### WORK TO COMPLETE
Print all records exactly, pictures left out.

|---|

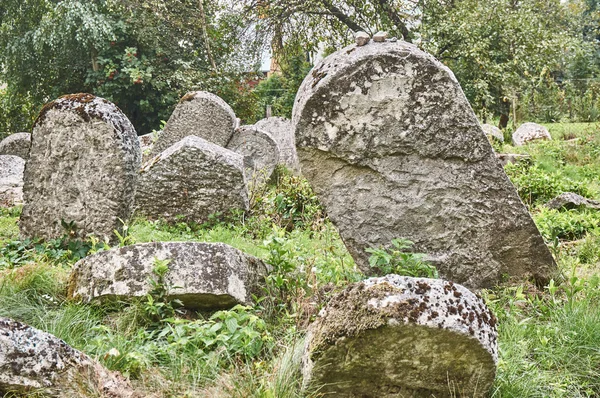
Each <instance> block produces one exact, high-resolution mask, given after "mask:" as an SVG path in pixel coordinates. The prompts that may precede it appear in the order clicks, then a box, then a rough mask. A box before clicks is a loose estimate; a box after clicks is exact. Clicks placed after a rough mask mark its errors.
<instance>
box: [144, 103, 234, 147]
mask: <svg viewBox="0 0 600 398" xmlns="http://www.w3.org/2000/svg"><path fill="white" fill-rule="evenodd" d="M236 123H237V121H236V117H235V113H234V112H233V109H231V107H230V106H229V105H227V103H226V102H225V101H224V100H223V99H222V98H221V97H219V96H217V95H215V94H212V93H208V92H206V91H194V92H190V93H187V94H186V95H184V96H183V97H182V98H181V100H180V101H179V104H178V105H177V107H176V108H175V110H174V111H173V114H172V115H171V117H170V118H169V120H168V121H167V124H166V125H165V129H164V131H163V132H162V134H161V135H160V137H159V138H158V140H157V141H156V143H155V144H154V148H153V150H152V154H153V155H156V154H159V153H160V152H162V151H164V150H165V149H167V148H168V147H170V146H171V145H173V144H175V143H176V142H178V141H180V140H182V139H183V138H185V137H187V136H190V135H195V136H198V137H200V138H203V139H205V140H207V141H209V142H212V143H213V144H216V145H219V146H222V147H225V146H227V143H228V142H229V140H230V139H231V137H232V135H233V130H234V129H235V127H236Z"/></svg>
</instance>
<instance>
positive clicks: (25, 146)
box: [0, 133, 31, 160]
mask: <svg viewBox="0 0 600 398" xmlns="http://www.w3.org/2000/svg"><path fill="white" fill-rule="evenodd" d="M30 145H31V134H29V133H16V134H11V135H9V136H8V137H6V138H5V139H3V140H2V142H0V155H14V156H18V157H20V158H23V159H25V160H27V159H28V158H29V146H30Z"/></svg>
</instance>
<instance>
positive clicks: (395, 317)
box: [302, 275, 498, 398]
mask: <svg viewBox="0 0 600 398" xmlns="http://www.w3.org/2000/svg"><path fill="white" fill-rule="evenodd" d="M497 358H498V348H497V331H496V319H495V317H494V315H493V314H492V313H491V312H490V311H489V309H488V308H487V307H486V305H485V303H484V302H483V300H482V299H481V298H479V297H477V296H475V295H474V294H473V293H471V292H470V291H469V290H467V289H466V288H464V287H462V286H460V285H456V284H453V283H452V282H446V281H442V280H435V279H425V278H409V277H401V276H398V275H388V276H387V277H384V278H373V279H368V280H366V281H364V282H360V283H358V284H354V285H351V286H349V287H348V288H346V289H345V290H344V291H343V292H342V293H340V294H338V295H337V296H335V297H334V298H332V299H331V301H330V302H329V303H328V305H327V306H326V307H325V309H324V310H323V311H322V312H321V314H320V315H319V318H317V320H316V321H315V322H314V323H313V324H312V325H311V326H310V327H309V332H308V335H307V339H306V345H305V354H304V358H303V369H302V371H303V375H304V382H305V385H311V384H312V386H314V387H316V388H318V387H321V386H322V387H321V388H320V389H319V390H318V391H319V393H323V394H325V395H326V396H329V395H328V394H331V396H335V397H361V398H366V397H427V398H429V397H436V398H445V397H448V398H450V397H456V396H462V397H486V396H487V392H488V391H489V389H490V387H491V386H492V383H493V381H494V377H495V372H496V361H497ZM451 389H452V390H453V391H454V392H455V393H454V394H452V393H451ZM457 393H458V394H457Z"/></svg>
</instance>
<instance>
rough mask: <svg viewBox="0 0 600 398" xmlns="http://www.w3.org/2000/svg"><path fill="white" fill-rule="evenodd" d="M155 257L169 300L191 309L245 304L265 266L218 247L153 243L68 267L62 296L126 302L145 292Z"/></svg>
mask: <svg viewBox="0 0 600 398" xmlns="http://www.w3.org/2000/svg"><path fill="white" fill-rule="evenodd" d="M155 259H159V260H170V262H169V264H168V267H169V272H168V273H167V275H166V281H167V284H168V285H169V286H172V287H173V288H171V290H170V292H169V296H170V298H172V299H179V300H181V301H182V302H183V304H184V306H185V307H187V308H191V309H220V308H229V307H233V306H235V305H236V304H244V305H251V304H252V294H255V295H260V294H261V287H262V285H263V282H264V277H265V275H266V274H267V266H266V265H265V264H264V263H263V262H262V261H261V260H259V259H257V258H256V257H253V256H250V255H247V254H245V253H243V252H241V251H239V250H238V249H235V248H233V247H231V246H228V245H226V244H224V243H198V242H155V243H142V244H136V245H132V246H126V247H122V248H117V249H112V250H108V251H104V252H100V253H97V254H94V255H92V256H89V257H86V258H84V259H83V260H80V261H79V262H77V263H76V264H75V265H74V266H73V271H72V272H71V277H70V280H69V287H68V296H69V298H71V299H75V300H83V301H85V302H89V301H92V300H100V301H103V300H114V299H118V300H127V299H131V298H134V297H143V296H145V295H146V294H148V293H149V292H150V290H151V286H150V283H149V279H150V278H153V277H155V276H154V275H153V273H152V268H153V266H154V263H155Z"/></svg>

|---|

### EXERCISE RESULT
Each <instance> block produces one exact, high-resolution mask, given after "mask:" as an SVG path in pixel coordinates. The prompts that may precede it appear in the order clicks, then a box, then a rough mask. A box before clicks is a loose estimate; a box after clicks is exact. Clicks placed after a rough mask mark its errors.
<instance>
box: [144, 103, 234, 147]
mask: <svg viewBox="0 0 600 398" xmlns="http://www.w3.org/2000/svg"><path fill="white" fill-rule="evenodd" d="M236 123H237V121H236V117H235V113H234V112H233V109H231V107H230V106H229V105H227V103H226V102H225V101H224V100H223V99H222V98H221V97H219V96H217V95H215V94H212V93H208V92H206V91H194V92H190V93H187V94H186V95H184V96H183V97H182V98H181V100H180V101H179V104H178V105H177V107H176V108H175V110H174V111H173V114H172V115H171V117H170V118H169V120H168V121H167V124H166V125H165V129H164V131H163V132H162V134H161V135H160V137H159V138H158V140H157V141H156V143H155V144H154V148H153V150H152V154H153V155H156V154H159V153H160V152H162V151H164V150H165V149H167V148H168V147H170V146H171V145H173V144H175V143H176V142H178V141H180V140H182V139H183V138H185V137H187V136H190V135H195V136H198V137H200V138H203V139H205V140H207V141H209V142H212V143H213V144H216V145H219V146H222V147H225V146H227V143H228V142H229V140H230V139H231V137H232V135H233V130H234V129H235V127H236Z"/></svg>
</instance>
<instance>
positive clicks: (25, 146)
box: [0, 133, 31, 160]
mask: <svg viewBox="0 0 600 398" xmlns="http://www.w3.org/2000/svg"><path fill="white" fill-rule="evenodd" d="M30 145H31V134H29V133H16V134H11V135H9V136H8V137H6V138H5V139H3V140H2V142H0V155H14V156H18V157H20V158H23V159H25V160H27V159H28V158H29V146H30Z"/></svg>
</instance>
<instance>
positive clicks: (395, 317)
box: [302, 275, 498, 398]
mask: <svg viewBox="0 0 600 398" xmlns="http://www.w3.org/2000/svg"><path fill="white" fill-rule="evenodd" d="M497 358H498V348H497V331H496V319H495V317H494V315H493V314H492V313H491V312H490V311H489V309H488V308H487V307H486V305H485V303H484V302H483V300H482V299H481V298H479V297H477V296H475V295H474V294H473V293H471V292H470V291H469V290H467V289H466V288H464V287H462V286H460V285H456V284H453V283H452V282H446V281H442V280H435V279H425V278H409V277H401V276H398V275H388V276H387V277H384V278H373V279H368V280H366V281H364V282H360V283H358V284H354V285H351V286H349V287H348V288H346V289H345V290H344V291H343V292H342V293H340V294H338V295H337V296H335V297H334V298H332V299H331V301H330V302H329V303H328V305H327V306H326V307H325V309H324V310H323V311H322V312H321V314H320V315H319V318H317V320H316V321H315V322H314V323H313V324H312V325H311V326H310V327H309V332H308V335H307V339H306V345H305V354H304V358H303V369H302V371H303V375H304V382H305V385H311V384H312V386H314V387H316V388H318V387H321V386H322V387H321V388H320V389H319V390H318V391H319V393H323V394H325V395H326V396H329V395H328V394H331V396H335V397H361V398H366V397H427V398H429V397H436V398H445V397H448V398H450V397H456V396H462V397H486V396H487V392H488V391H489V389H490V387H491V386H492V383H493V381H494V377H495V372H496V361H497ZM451 389H452V390H453V391H454V392H455V393H454V394H452V393H451ZM457 393H458V394H457Z"/></svg>
</instance>
<instance>
rough mask: <svg viewBox="0 0 600 398" xmlns="http://www.w3.org/2000/svg"><path fill="white" fill-rule="evenodd" d="M155 257L169 300L191 309L245 304L265 266L218 247L153 243L68 267L62 296L126 302L145 292Z"/></svg>
mask: <svg viewBox="0 0 600 398" xmlns="http://www.w3.org/2000/svg"><path fill="white" fill-rule="evenodd" d="M155 259H159V260H170V262H169V264H168V267H169V272H168V273H167V275H166V281H167V284H168V285H169V286H172V287H173V288H171V290H170V292H169V296H170V298H172V299H179V300H181V301H182V302H183V304H184V306H185V307H187V308H191V309H220V308H229V307H233V306H235V305H236V304H244V305H251V304H252V294H255V295H260V294H261V287H262V285H263V282H264V277H265V275H266V274H267V266H266V265H265V264H264V263H263V262H262V261H261V260H259V259H257V258H256V257H253V256H250V255H247V254H245V253H243V252H241V251H239V250H238V249H235V248H233V247H231V246H228V245H226V244H224V243H198V242H155V243H142V244H136V245H132V246H126V247H122V248H117V249H112V250H108V251H104V252H100V253H97V254H94V255H92V256H89V257H86V258H84V259H83V260H80V261H79V262H77V263H76V264H75V265H74V266H73V271H72V272H71V277H70V280H69V287H68V296H69V298H71V299H75V300H83V301H85V302H89V301H92V300H100V301H103V300H114V299H118V300H127V299H131V298H134V297H143V296H145V295H146V294H148V293H149V292H150V290H151V286H150V283H149V279H150V278H153V277H155V276H154V275H153V273H152V268H153V266H154V263H155Z"/></svg>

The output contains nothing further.